> _EXERCISE INSTRUCTIONS_: Repeat the data exactly, every last line of it.

> _Stored data_:
★ ★ ★ ★ ★
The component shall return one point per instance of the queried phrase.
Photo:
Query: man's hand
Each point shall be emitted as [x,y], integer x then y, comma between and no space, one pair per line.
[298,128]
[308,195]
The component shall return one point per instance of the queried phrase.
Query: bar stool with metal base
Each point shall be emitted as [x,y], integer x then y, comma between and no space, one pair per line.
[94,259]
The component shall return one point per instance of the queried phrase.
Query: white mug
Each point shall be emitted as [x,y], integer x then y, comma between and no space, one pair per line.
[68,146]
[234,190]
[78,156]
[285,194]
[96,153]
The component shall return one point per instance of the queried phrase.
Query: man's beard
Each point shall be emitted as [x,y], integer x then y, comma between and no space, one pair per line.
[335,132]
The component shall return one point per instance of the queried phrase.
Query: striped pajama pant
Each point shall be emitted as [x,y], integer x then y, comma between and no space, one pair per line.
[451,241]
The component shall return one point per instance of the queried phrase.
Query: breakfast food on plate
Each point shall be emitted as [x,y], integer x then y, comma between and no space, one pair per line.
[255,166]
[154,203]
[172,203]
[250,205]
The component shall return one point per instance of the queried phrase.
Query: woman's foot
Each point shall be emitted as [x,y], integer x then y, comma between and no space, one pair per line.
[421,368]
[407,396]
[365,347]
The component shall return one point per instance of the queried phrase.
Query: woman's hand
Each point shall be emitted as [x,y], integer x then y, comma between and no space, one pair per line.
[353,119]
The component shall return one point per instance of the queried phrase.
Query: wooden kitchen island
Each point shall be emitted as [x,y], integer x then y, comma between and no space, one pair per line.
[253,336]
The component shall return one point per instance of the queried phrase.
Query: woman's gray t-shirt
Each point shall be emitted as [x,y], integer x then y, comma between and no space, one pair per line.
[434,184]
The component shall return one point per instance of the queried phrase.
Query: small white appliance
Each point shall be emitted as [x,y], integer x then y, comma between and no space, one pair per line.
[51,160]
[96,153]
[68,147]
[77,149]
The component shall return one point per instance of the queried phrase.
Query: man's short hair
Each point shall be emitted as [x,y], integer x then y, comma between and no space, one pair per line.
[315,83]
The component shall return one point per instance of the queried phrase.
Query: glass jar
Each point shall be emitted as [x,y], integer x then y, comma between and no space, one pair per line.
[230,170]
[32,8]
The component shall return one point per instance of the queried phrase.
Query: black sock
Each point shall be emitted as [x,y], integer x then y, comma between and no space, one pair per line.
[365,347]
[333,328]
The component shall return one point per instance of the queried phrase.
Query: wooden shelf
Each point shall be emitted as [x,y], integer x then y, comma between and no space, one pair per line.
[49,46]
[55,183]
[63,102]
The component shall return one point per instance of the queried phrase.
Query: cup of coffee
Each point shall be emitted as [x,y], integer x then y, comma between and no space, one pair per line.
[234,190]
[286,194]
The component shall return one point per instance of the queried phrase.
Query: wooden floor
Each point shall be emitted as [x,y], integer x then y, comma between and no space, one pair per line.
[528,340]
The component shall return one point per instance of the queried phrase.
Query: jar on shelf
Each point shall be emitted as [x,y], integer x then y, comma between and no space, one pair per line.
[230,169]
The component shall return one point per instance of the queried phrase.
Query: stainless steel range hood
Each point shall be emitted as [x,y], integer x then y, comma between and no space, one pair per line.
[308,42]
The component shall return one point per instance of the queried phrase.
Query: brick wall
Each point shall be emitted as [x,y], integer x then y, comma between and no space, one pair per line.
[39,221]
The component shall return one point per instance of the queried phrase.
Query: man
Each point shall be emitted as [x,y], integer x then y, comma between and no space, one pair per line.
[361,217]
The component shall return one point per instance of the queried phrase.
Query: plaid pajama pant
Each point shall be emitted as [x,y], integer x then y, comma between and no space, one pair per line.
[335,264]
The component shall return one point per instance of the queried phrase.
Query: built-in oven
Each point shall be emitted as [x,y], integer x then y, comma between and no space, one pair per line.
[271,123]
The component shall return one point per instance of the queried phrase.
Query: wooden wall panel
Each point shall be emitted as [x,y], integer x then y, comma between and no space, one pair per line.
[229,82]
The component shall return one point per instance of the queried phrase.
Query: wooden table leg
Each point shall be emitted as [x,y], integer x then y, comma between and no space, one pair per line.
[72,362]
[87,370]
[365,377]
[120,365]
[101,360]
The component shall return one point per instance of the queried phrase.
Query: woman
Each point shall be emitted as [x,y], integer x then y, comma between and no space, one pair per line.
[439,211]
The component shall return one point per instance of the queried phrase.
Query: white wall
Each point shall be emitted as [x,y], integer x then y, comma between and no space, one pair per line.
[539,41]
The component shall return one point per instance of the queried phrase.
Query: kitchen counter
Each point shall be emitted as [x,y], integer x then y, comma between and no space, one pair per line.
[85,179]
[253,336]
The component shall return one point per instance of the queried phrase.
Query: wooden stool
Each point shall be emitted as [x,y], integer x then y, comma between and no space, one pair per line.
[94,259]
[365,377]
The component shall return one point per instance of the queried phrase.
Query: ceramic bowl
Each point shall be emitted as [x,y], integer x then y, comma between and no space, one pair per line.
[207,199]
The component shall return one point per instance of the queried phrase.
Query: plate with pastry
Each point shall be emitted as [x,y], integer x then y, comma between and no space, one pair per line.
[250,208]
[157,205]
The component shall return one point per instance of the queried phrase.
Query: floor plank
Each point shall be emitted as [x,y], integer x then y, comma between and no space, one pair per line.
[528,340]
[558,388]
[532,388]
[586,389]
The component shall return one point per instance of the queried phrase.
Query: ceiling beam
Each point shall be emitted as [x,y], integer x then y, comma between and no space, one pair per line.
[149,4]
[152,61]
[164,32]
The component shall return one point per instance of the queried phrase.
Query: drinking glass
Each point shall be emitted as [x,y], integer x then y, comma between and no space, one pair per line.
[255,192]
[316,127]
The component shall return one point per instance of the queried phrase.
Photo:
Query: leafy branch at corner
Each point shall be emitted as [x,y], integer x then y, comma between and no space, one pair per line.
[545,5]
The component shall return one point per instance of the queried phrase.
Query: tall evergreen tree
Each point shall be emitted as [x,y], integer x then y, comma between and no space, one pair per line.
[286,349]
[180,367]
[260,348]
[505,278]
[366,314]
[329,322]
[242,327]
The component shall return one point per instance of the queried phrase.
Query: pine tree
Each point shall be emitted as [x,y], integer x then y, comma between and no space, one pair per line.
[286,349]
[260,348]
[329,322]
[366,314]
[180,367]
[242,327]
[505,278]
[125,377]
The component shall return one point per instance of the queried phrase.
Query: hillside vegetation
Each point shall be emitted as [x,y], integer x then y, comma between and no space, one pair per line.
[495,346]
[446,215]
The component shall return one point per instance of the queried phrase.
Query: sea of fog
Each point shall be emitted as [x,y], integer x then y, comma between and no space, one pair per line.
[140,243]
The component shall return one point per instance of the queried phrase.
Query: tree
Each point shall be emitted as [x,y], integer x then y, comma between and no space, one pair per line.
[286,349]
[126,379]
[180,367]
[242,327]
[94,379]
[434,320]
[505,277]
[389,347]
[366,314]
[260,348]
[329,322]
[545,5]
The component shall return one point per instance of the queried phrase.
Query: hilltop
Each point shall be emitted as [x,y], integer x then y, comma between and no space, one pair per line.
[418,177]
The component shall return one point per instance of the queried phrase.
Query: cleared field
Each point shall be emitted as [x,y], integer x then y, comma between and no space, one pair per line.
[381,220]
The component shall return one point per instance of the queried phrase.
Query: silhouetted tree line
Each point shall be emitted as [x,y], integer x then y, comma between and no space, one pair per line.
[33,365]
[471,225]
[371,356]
★ ★ ★ ★ ★
> _RESPONSE BOX_:
The component shall return one point per instance of the queried phrase.
Photo:
Query: man's hand
Each point shall be emitted as [x,y], integer x then y, comma between and no space, one pair per line.
[298,128]
[308,195]
The component shall return one point per instance of the queried phrase.
Query: bar stool with metal base
Each point shall be emitted as [x,y], integer x then y, comma between and no space, one pair per line.
[94,259]
The component shall return one point per instance of the queried phrase.
Query: white mug
Each point shall be emitted as [x,y], integer x then y, comma between and no space, one pair per line.
[68,146]
[234,190]
[78,156]
[285,194]
[96,153]
The component shall return one point per instance of the queried phrase.
Query: man's beard
Each point shall be emitted as [x,y], integer x then y, comma between and no space, one pair per line.
[335,132]
The component shall return one point per instance of the queried phrase.
Query: striped pajama pant
Each point shall be emitted as [x,y], integer x then y, comma between and no space, one pair per line.
[451,241]
The component shall return one point per instance of the queried phrase.
Query: breakfast food on plate
Each point shall be emitted as [x,y], integer x then y, comma between and no space, one pair per line.
[255,166]
[154,203]
[172,203]
[250,205]
The component shall return one point per instance of the queried phrase.
Query: woman's foot
Each point shall be emitted as [x,y], integer x then y, comma between and no space, one pair per line.
[421,368]
[407,396]
[365,347]
The component shall return one point per instance of the queried phrase.
Query: woman's hand
Each point shall be emitted as [x,y], integer x then y, comma between and no space, one pair per line.
[353,119]
The component shall return one point per instance of the queried phrase.
Query: wooden kitchen island
Each point shall be emitted as [x,y], integer x then y, comma between and no space, one pair per line.
[253,336]
The component shall return one point per instance of the queried phrase.
Query: woman's gray t-shirt
Each point shall be emitted as [x,y], integer x then y, comma between and no space, one pair per line.
[434,184]
The component shall return one point per instance of the queried phrase.
Query: small white appliance
Each point shall be emitted as [x,y], integer x then y, comma between and no space, one pair per line.
[51,160]
[96,153]
[68,147]
[77,149]
The component shall return one point per instance of the queried phrase.
Query: man's short hair
Each point shall be emitted as [x,y], integer x then y, comma between and no space, one pair per line.
[315,83]
The component shall return one point per instance of the queried phrase.
Query: glass jar
Each point shall be emitted as [x,y], integer x then y, comma between and no space, one pair per line.
[230,170]
[32,8]
The component shall return one point per instance of the queried phrase.
Query: black sock
Each point shall be emitted as [x,y], integer x then y, comma between and no space, one pair per line.
[365,347]
[333,328]
The component shall return one point per instance of the queried phrase.
Query: wooden shelf
Each point shall be emitted as [x,y], integer x then y, comma between and no space, one pair per line.
[49,46]
[55,183]
[63,102]
The component shall return one point per instance of the queried phrase.
Query: cup of coffee
Each point shall be emitted as [x,y], integer x then y, comma between and no space, one pair per line.
[234,190]
[286,194]
The component shall return one point per instance of the queried phrase.
Query: wooden floor
Each point shall be emitted as [x,y], integer x then y, comma between and no space, one pair per line.
[528,340]
The component shall return one point per instance of the queried phrase.
Query: jar on shelf
Each point shall be emitted as [x,y], integer x then y, comma between and no space, one pair per line.
[230,169]
The component shall return one point per instance of the queried phrase.
Query: stainless steel range hood
Each point shall be emitted as [x,y], integer x then y, comma between and no space, one pair per line.
[308,42]
The component shall return one point per instance of the queried phrase.
Query: brick wall
Each point shall be emitted as [x,y], integer x then y, comma between and no space, one pair per line.
[39,221]
The component shall return one point per instance of the queried phrase.
Query: man
Each point shall be emitted as [x,y], integer x then y, comma between and no space, one pair per line.
[361,217]
The component shall return one point per instance of the queried phrase.
Query: plaid pajama pant
Each point shall be emitted as [x,y], integer x then y, comma between and no space, one pair per line.
[335,264]
The component shall return one point per instance of the queried phrase.
Query: built-in oven
Each point shall be emitted as [x,y], integer x then y, comma between and no space, one pair per line.
[271,123]
The component shall return one point per instance of the queried phrase.
Query: wooden wall panel
Each point shall be emitted as [x,y], integer x then y, comma between and no space, one pair per line.
[229,82]
The component shall return one point per instance of the queried phrase.
Query: wooden table leg
Each point shall be emitted as [x,y], integer x then y, comma between and no space, one pair per line.
[72,362]
[87,370]
[365,377]
[120,365]
[101,360]
The component shall return one point per instance of the queried phrase.
Query: woman
Each point shall be emitted as [x,y], integer x then y, comma between and no space, one pair per line.
[439,211]
The component shall return one point per instance of the queried phrase.
Query: white wall
Each point shall be emitted as [x,y], integer x then y, comma between and no space, one pair per line.
[539,41]
The component shall return one point per instance of the queried phrase.
Query: kitchen counter
Each point shall be emitted as [x,y], integer x then y, comma between and no space, one pair per line.
[85,179]
[253,336]
The component shall return one point per instance of the queried phrase.
Query: wooden stool
Each point shall be emitted as [x,y], integer x then y, comma between and no space, one pair per line.
[94,259]
[365,377]
The component shall return one point per instance of the queried phrase.
Query: ceramic bowl
Each point shall be emitted as [x,y], integer x then y, comma between and no space, one pair per line.
[207,199]
The component shall return one point per instance of the queried phrase.
Query: plate with pastry
Each point shall be emitted as [x,y], integer x then y, comma between and no space, one pair per line.
[250,208]
[157,205]
The component shall return one point per instance of the queried phrase.
Query: floor plank
Each point shall be emitted as [x,y], integer x then y, comma between and no space, one pair per line.
[528,340]
[558,388]
[532,388]
[586,389]
The component shall return one point per instance of the queried phrase.
Query: ceiling beam
Each point shall be emitted as [x,y], integer x then y, comma between and no space, one pair per line.
[149,4]
[152,61]
[164,32]
The component shall return one point per instance of the queried phrase.
Query: drinking glass
Each point shall be emitted as [x,y], integer x then y, comma between and no space, one pair per line.
[255,192]
[316,127]
The component shall return one point per instance of the queried phrase.
Photo:
Query: leafy branch at corner
Each point shall be emitted as [x,y], integer x then y, comma between and no space, one pair per line.
[545,5]
The component shall return one point per instance of the queried phrase.
Query: tall evergreen tree
Each point shall be emitted as [x,y], integer x then y, comma between and no space, one pair per line.
[286,349]
[180,367]
[260,348]
[505,278]
[366,314]
[329,322]
[242,327]
The component shall return one point per instance of the queried phrase.
Query: pine tree
Each point shall be emitted as [x,y], integer x then y, comma between and no space, one pair per line.
[286,349]
[260,348]
[329,322]
[366,314]
[180,367]
[242,327]
[505,278]
[125,377]
The component shall return one point per instance of the queried phrase.
Query: hillside vegetation
Each point shall be emitted as [x,y], integer x then y, comma between and no space, one pair per line.
[495,346]
[446,215]
The component shall return one point per instance of the queried phrase.
Query: sea of fog
Each point shall be emitted as [x,y], integer x then y, comma between and no space, one pair per line.
[140,243]
The component shall return one point per instance of the queried phrase.
Query: tree
Each point shall be emitted as [x,y], integer x then y, comma between and no space, one pair per line.
[286,349]
[126,379]
[180,367]
[242,327]
[94,379]
[434,320]
[505,277]
[389,347]
[366,314]
[260,348]
[329,322]
[545,5]
The component shall return one point per instance of the queried phrase.
Query: hilltop
Each point shall be emitted as [x,y], integer x then y, comma between and no space, one pair per line.
[418,177]
The component shall return one point per instance of the queried phrase.
Query: cleared field
Each point shall be emitted as [x,y], integer x then y, comma between and no space, one pair per line.
[381,220]
The component shall return one point per instance of the queried phrase.
Query: silhouetted tree line
Each point shall be emitted as [x,y], integer x then y, comma between and no space, one pair per line.
[33,365]
[471,225]
[371,356]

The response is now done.